● **Texto original**:
<<<<

Mentir
Cuando se miente se cuenta con algo que al mismo tiempo se menosprecia, a saber, la importancia de que los demás nos crean y el aprecio general por la verdad, además de la propia certeza de conocerla. Nadie mentiría si una cosa o las otras no fueran importantes o posibles. Así que la mentira afirma la verdad y su valor al tiempo que la deforma, disimula o falsea.
Además, se trata de una capacidad exclusiva de los hombres porque, entre otras cosas, para mentir hay que poder hablar y, casi más importante, hay que poder «contradecir» la verdad, desdoblando la realidad entre lo verdadero y lo que lo parece para engañar. El mentiroso desarraiga al lenguaje de la verdad para sostenerlo desde su deseo de salirse con la suya, o, para decirlo de otra manera, desde su voluntad de poder. Por eso, en la mentira hay algo así como una verificación de la existencia de la verdad mediante su negación.

>>>>

● **Consigna escrita A**: Muestra cada línea de los registros en la que aparezca la palabra "price".

● **Datos del ejercicio**:
<<<<

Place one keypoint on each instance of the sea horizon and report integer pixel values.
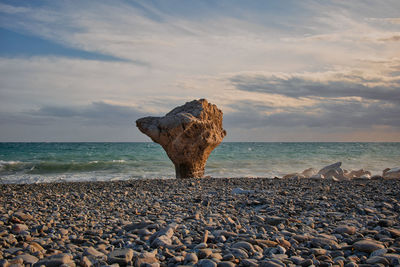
(33, 162)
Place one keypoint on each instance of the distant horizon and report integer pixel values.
(2, 142)
(280, 70)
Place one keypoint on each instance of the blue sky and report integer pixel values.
(279, 70)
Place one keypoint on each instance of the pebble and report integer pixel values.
(303, 222)
(367, 245)
(346, 229)
(206, 263)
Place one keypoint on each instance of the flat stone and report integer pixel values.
(377, 259)
(120, 256)
(368, 245)
(394, 259)
(346, 229)
(19, 227)
(28, 259)
(379, 252)
(206, 263)
(55, 260)
(226, 264)
(322, 242)
(204, 253)
(249, 262)
(93, 252)
(149, 259)
(271, 263)
(244, 245)
(275, 220)
(191, 258)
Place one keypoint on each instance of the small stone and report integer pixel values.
(201, 246)
(23, 216)
(306, 262)
(239, 191)
(239, 253)
(93, 252)
(271, 263)
(55, 260)
(18, 228)
(275, 220)
(148, 259)
(85, 262)
(346, 229)
(204, 253)
(191, 258)
(244, 245)
(249, 262)
(226, 264)
(379, 252)
(393, 173)
(367, 245)
(207, 263)
(322, 242)
(394, 232)
(394, 259)
(35, 247)
(28, 259)
(377, 259)
(120, 256)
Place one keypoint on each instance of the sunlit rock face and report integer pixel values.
(188, 134)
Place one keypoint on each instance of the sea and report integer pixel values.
(66, 162)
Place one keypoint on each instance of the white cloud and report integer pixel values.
(174, 59)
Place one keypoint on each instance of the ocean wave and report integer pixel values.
(48, 167)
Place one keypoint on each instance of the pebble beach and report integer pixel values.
(201, 222)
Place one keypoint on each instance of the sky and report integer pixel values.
(280, 70)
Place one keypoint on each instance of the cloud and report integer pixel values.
(324, 115)
(325, 85)
(394, 38)
(296, 64)
(97, 113)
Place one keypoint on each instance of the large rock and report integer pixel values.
(333, 171)
(188, 134)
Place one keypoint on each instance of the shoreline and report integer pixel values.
(208, 222)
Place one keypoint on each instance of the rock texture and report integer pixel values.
(188, 134)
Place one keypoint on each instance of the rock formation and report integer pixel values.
(188, 134)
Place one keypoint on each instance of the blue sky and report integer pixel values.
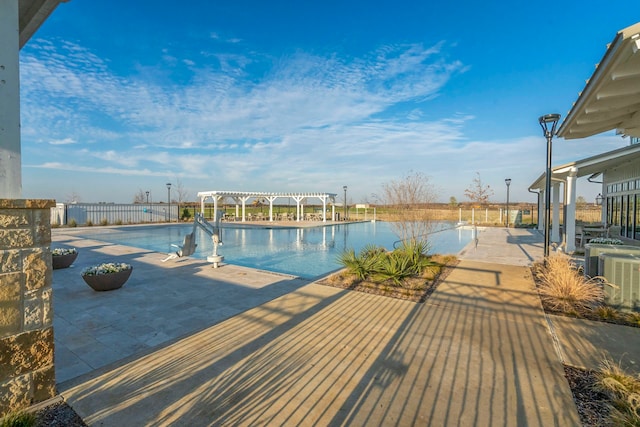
(121, 96)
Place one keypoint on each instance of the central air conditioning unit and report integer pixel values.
(593, 250)
(623, 271)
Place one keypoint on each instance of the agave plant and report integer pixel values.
(395, 266)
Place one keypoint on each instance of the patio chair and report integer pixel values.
(188, 247)
(613, 231)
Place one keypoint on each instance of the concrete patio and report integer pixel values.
(186, 344)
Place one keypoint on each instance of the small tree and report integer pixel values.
(73, 198)
(478, 192)
(453, 202)
(410, 197)
(139, 197)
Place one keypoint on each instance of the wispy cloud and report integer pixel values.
(305, 122)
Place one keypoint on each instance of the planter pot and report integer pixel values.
(108, 282)
(63, 261)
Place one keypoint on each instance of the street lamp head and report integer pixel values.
(549, 120)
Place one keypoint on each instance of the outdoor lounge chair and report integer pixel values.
(188, 247)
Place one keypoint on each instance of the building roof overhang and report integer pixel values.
(32, 14)
(592, 166)
(611, 98)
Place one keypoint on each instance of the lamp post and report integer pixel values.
(548, 123)
(345, 202)
(508, 182)
(169, 200)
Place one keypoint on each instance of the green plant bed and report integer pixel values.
(416, 288)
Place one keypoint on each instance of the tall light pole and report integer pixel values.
(508, 182)
(169, 200)
(548, 123)
(345, 202)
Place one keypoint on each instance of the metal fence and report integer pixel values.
(111, 213)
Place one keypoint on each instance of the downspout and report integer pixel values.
(590, 179)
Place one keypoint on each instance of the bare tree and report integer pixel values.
(139, 197)
(181, 193)
(73, 198)
(410, 198)
(478, 192)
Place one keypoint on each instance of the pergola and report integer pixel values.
(19, 20)
(610, 100)
(240, 198)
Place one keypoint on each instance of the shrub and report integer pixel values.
(563, 288)
(362, 264)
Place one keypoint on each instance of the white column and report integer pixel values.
(324, 209)
(570, 210)
(298, 199)
(10, 158)
(271, 199)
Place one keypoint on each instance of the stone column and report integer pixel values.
(27, 374)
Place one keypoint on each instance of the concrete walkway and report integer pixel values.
(478, 352)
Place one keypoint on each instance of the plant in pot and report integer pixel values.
(62, 257)
(107, 276)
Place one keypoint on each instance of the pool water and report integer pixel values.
(304, 252)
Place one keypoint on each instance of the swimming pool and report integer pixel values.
(306, 252)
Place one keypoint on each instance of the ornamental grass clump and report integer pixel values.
(623, 390)
(106, 268)
(378, 265)
(562, 287)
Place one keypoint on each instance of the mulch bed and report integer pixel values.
(416, 289)
(593, 406)
(58, 414)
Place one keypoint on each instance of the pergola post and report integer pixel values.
(555, 231)
(570, 212)
(10, 154)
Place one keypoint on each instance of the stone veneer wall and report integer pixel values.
(27, 374)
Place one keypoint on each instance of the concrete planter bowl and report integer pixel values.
(107, 282)
(63, 261)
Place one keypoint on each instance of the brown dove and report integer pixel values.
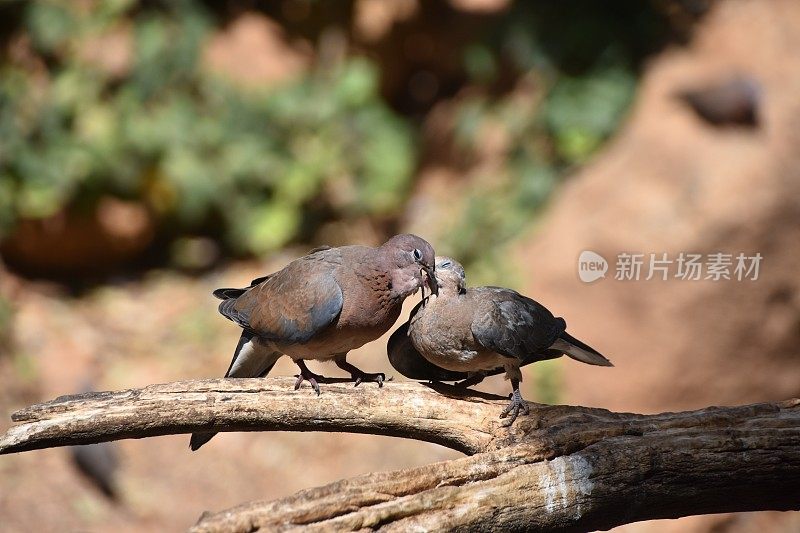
(323, 305)
(470, 333)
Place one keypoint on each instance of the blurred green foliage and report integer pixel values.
(539, 89)
(574, 71)
(199, 152)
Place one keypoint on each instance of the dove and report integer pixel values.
(469, 333)
(321, 306)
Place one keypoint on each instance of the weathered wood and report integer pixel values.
(463, 420)
(571, 468)
(583, 470)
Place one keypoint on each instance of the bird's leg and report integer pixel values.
(359, 376)
(307, 375)
(516, 405)
(474, 379)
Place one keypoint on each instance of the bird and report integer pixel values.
(466, 334)
(321, 306)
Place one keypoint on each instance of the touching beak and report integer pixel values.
(430, 272)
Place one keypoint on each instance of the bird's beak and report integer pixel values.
(432, 283)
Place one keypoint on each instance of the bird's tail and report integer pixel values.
(579, 351)
(250, 360)
(230, 293)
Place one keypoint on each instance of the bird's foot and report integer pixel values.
(359, 376)
(516, 405)
(307, 375)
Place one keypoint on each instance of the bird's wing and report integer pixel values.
(513, 325)
(292, 305)
(410, 363)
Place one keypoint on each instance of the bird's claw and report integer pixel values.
(516, 405)
(312, 378)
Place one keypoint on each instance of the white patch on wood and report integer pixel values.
(566, 483)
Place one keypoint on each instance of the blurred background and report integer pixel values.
(152, 151)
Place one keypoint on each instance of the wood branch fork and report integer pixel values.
(566, 468)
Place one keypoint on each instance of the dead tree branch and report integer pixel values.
(569, 468)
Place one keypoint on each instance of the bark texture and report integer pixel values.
(570, 468)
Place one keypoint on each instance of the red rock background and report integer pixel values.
(667, 182)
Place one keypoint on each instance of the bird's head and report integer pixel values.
(450, 275)
(413, 259)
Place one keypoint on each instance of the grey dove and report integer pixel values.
(470, 333)
(323, 305)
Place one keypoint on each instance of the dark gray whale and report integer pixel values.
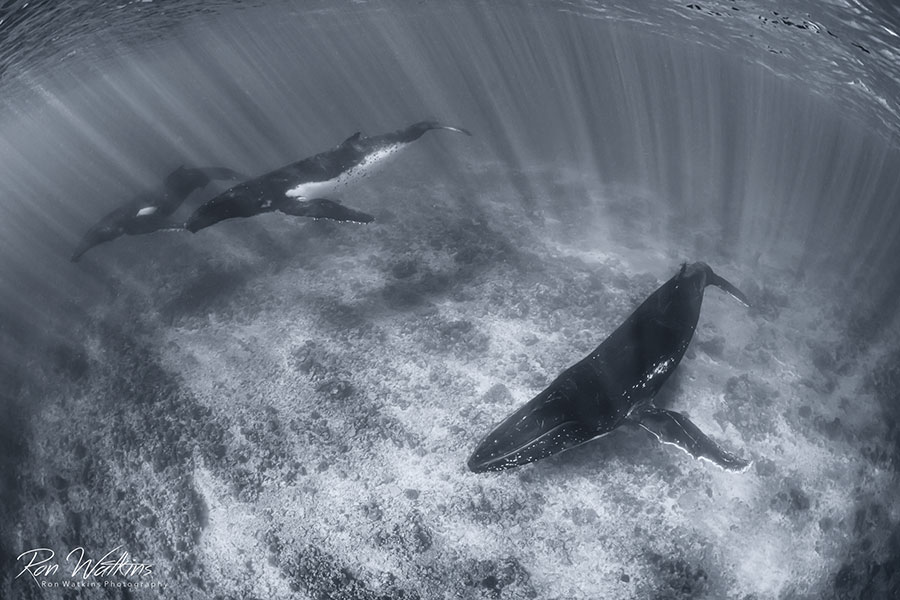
(297, 189)
(150, 212)
(615, 384)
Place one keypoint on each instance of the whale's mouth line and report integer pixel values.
(536, 442)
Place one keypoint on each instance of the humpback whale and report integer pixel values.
(616, 384)
(298, 188)
(150, 211)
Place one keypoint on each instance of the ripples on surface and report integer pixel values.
(339, 375)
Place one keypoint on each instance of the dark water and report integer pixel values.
(273, 408)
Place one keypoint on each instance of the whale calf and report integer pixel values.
(150, 212)
(299, 188)
(615, 385)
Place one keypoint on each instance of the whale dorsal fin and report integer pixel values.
(353, 138)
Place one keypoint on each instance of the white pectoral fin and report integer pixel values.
(674, 428)
(147, 210)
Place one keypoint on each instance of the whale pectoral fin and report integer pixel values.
(170, 227)
(322, 208)
(674, 428)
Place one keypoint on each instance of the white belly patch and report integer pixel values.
(319, 189)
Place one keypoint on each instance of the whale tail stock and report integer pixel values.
(673, 428)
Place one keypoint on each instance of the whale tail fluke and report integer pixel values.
(724, 284)
(322, 208)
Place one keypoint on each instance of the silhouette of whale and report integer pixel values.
(297, 189)
(615, 385)
(150, 212)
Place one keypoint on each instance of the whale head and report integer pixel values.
(99, 234)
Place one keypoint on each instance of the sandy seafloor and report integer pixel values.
(280, 408)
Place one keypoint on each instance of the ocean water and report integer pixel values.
(280, 407)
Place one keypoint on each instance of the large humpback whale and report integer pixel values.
(150, 212)
(615, 385)
(299, 188)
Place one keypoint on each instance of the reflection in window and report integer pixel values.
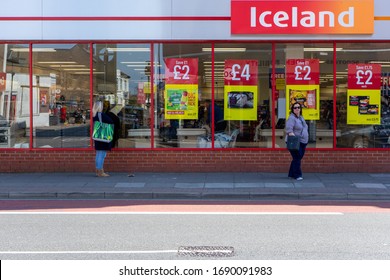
(61, 106)
(363, 134)
(183, 82)
(121, 78)
(14, 96)
(243, 92)
(320, 121)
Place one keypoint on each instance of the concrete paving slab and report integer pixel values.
(129, 185)
(278, 185)
(189, 185)
(309, 185)
(369, 186)
(219, 185)
(249, 185)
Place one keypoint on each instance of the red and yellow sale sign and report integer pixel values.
(302, 79)
(181, 88)
(302, 17)
(240, 90)
(364, 94)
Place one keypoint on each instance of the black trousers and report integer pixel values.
(295, 166)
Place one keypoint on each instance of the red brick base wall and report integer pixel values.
(353, 160)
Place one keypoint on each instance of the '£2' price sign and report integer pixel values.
(364, 76)
(302, 72)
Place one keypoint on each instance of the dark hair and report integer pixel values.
(292, 108)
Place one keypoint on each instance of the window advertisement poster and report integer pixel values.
(240, 89)
(181, 88)
(364, 94)
(302, 86)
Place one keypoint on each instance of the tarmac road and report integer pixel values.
(308, 230)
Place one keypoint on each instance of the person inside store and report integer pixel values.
(101, 147)
(296, 125)
(219, 122)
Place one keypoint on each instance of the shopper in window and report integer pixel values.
(101, 147)
(219, 123)
(296, 125)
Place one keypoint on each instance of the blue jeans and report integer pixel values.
(295, 166)
(99, 159)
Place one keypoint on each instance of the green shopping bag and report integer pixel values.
(102, 132)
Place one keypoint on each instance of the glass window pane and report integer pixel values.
(319, 119)
(183, 81)
(363, 134)
(14, 96)
(61, 90)
(121, 78)
(245, 95)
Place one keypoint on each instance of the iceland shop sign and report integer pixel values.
(302, 17)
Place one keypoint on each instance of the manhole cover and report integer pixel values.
(206, 251)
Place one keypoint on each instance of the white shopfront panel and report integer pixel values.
(108, 29)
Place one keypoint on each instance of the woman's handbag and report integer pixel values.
(293, 142)
(102, 132)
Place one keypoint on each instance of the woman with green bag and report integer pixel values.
(101, 147)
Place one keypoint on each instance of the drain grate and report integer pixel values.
(206, 251)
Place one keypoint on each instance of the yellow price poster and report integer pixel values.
(181, 101)
(147, 88)
(240, 103)
(181, 88)
(364, 94)
(309, 98)
(240, 89)
(364, 106)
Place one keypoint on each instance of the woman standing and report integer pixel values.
(296, 125)
(101, 147)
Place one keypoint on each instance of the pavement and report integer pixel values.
(196, 186)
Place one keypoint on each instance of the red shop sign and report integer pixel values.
(364, 76)
(181, 71)
(302, 72)
(240, 72)
(302, 17)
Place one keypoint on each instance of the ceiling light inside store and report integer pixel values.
(34, 49)
(380, 62)
(57, 62)
(215, 62)
(224, 49)
(66, 65)
(129, 49)
(321, 49)
(76, 69)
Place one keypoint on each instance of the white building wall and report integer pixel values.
(46, 29)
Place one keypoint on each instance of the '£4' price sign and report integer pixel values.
(240, 72)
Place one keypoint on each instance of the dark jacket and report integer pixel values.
(117, 126)
(102, 145)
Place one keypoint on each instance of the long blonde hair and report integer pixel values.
(97, 107)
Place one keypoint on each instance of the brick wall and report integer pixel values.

>>>>

● **Consigna escrita B**: Repite al pie de la letra un fragmento del texto sobre la mentira: empieza en las palabras "Además, se trata" y termina después de "mediante su negación.".

● **Respuesta resuelta A**:
Place one keypoint on each instance of the '£2' price sign and report integer pixel values.
Place one keypoint on each instance of the yellow price poster and report integer pixel values.
Place one keypoint on each instance of the '£4' price sign and report integer pixel values.

● **Respuesta resuelta B**:
Además, se trata de una capacidad exclusiva de los hombres porque, entre otras cosas, para mentir hay que poder hablar y, casi más importante, hay que poder «contradecir» la verdad, desdoblando la realidad entre lo verdadero y lo que lo parece para engañar. El mentiroso desarraiga al lenguaje de la verdad para sostenerlo desde su deseo de salirse con la suya, o, para decirlo de otra manera, desde su voluntad de poder. Por eso, en la mentira hay algo así como una verificación de la existencia de la verdad mediante su negación.